_The problem_: Copy every one of the lines below word for word, leaving out the pictures.

_Data lines_:
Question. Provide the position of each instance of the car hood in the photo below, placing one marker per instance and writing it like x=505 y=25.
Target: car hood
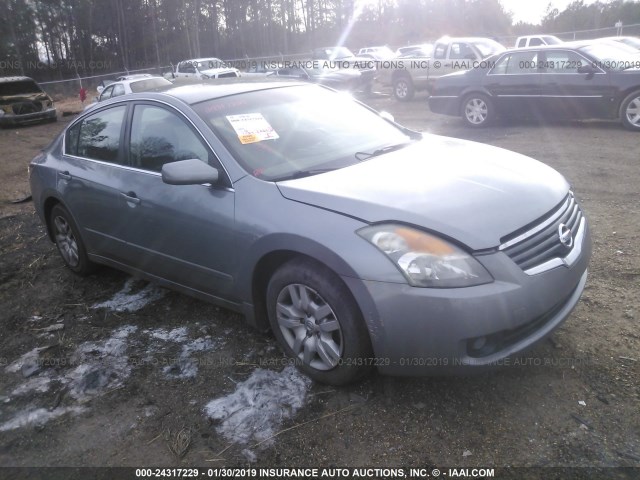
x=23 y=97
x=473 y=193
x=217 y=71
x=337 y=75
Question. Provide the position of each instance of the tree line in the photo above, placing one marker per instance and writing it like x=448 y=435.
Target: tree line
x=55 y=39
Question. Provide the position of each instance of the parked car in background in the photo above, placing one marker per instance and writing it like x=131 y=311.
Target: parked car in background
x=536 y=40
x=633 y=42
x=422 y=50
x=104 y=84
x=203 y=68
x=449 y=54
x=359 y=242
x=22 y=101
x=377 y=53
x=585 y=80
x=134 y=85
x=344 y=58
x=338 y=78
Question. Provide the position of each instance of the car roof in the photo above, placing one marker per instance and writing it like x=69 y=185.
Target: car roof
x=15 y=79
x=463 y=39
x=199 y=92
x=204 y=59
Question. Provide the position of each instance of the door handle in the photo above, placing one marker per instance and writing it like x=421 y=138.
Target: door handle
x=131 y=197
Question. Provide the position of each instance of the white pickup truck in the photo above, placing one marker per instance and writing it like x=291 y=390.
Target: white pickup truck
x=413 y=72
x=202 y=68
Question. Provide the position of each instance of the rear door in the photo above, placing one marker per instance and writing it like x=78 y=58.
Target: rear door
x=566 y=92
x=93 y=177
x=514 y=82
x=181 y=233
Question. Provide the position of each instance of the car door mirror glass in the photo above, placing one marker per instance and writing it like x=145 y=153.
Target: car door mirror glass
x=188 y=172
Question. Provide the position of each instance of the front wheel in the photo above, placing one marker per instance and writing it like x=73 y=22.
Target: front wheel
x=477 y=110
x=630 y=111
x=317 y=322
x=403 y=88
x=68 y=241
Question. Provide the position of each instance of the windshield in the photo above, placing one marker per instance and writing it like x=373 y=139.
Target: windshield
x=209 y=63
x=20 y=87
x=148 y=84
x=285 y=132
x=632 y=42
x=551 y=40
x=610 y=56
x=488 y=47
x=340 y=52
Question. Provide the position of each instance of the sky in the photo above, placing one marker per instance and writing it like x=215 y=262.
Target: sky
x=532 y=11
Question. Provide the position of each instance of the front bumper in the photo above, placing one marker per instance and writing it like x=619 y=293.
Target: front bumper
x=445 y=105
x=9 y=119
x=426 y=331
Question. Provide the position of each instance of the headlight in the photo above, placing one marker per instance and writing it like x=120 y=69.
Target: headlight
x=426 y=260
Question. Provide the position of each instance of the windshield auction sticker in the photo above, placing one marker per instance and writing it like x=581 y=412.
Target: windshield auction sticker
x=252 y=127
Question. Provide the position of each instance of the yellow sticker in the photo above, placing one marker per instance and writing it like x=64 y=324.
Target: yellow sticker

_Solved problem_:
Question. Provide the position of each instance of the car hood in the photo below, placing one marker per instance and writing it like x=505 y=25.
Target: car hood
x=23 y=97
x=473 y=193
x=217 y=71
x=337 y=75
Question. Provide the position of each instance of the tree line in the photo above, placing one marker per instance and writing it like x=448 y=435.
Target: tree line
x=55 y=39
Question. Provide the position of each instance of the parked car in background in the photo above, placing one marker per instance and writing it like x=131 y=311.
Target: parked car in background
x=536 y=40
x=633 y=42
x=422 y=50
x=104 y=84
x=203 y=68
x=449 y=54
x=359 y=242
x=22 y=101
x=377 y=53
x=585 y=80
x=134 y=85
x=344 y=58
x=338 y=78
Question. Provide the position of each instance of the car roof in the photo above, placing one marker per instance and writing it like x=69 y=185.
Target: car roof
x=15 y=79
x=463 y=39
x=199 y=92
x=204 y=59
Question. Provide the position of each instance of the door handle in the photo above, placing one marker per instance and writing it like x=421 y=138.
Target: door handle
x=131 y=197
Question. Provide the position of each instance of the white pickup truck in the photo above, placing one marker per instance and writing it like x=291 y=390.
Target: white pickup truck
x=413 y=72
x=202 y=68
Question. Provide the position of each instance of the rear door in the photo above, placing one marker per instance and writing it like x=78 y=58.
Target: rear door
x=566 y=92
x=93 y=177
x=514 y=82
x=181 y=233
Question. Provide the position of each instance of the car door mirror glass in the photo above, placing one marker per instance and writing it like x=145 y=153.
Target: car door mirror glass
x=188 y=172
Question. Provide the position of each instance of the front wheel in the photo above, placing one marker per instance and writing it like x=73 y=22.
Target: front wheel
x=477 y=110
x=630 y=111
x=317 y=322
x=403 y=88
x=68 y=241
Question. Provide the position of each instance of the windshield in the photo above, placing one marker per instance and writing it like x=373 y=139.
Target: windshield
x=209 y=63
x=20 y=87
x=148 y=84
x=285 y=132
x=632 y=42
x=551 y=40
x=610 y=56
x=488 y=47
x=340 y=52
Question. Provide the position of each instance of the sky in the photo above, placing one marker per instance and writing it like x=215 y=262.
Target: sky
x=532 y=11
Question. Provide the position of each instance of the front bumper in the photo above, placing one marker per instance and writing it like x=619 y=293.
Target: front bumper
x=445 y=105
x=9 y=119
x=426 y=331
Question. Provide the position of each instance of the headlight in the photo above, placing one marker per instance and writing it like x=120 y=69.
Target: headlight
x=426 y=260
Question. Provide the position of each instance of the windshield auction sticker in the photo above, placing one marker per instance and writing it like x=581 y=412.
Target: windshield auction sticker
x=252 y=127
Question. Provide the position of each instance of the yellow sticker in the photo above, placing one marker per instance and writing it like x=64 y=324.
Target: yellow sticker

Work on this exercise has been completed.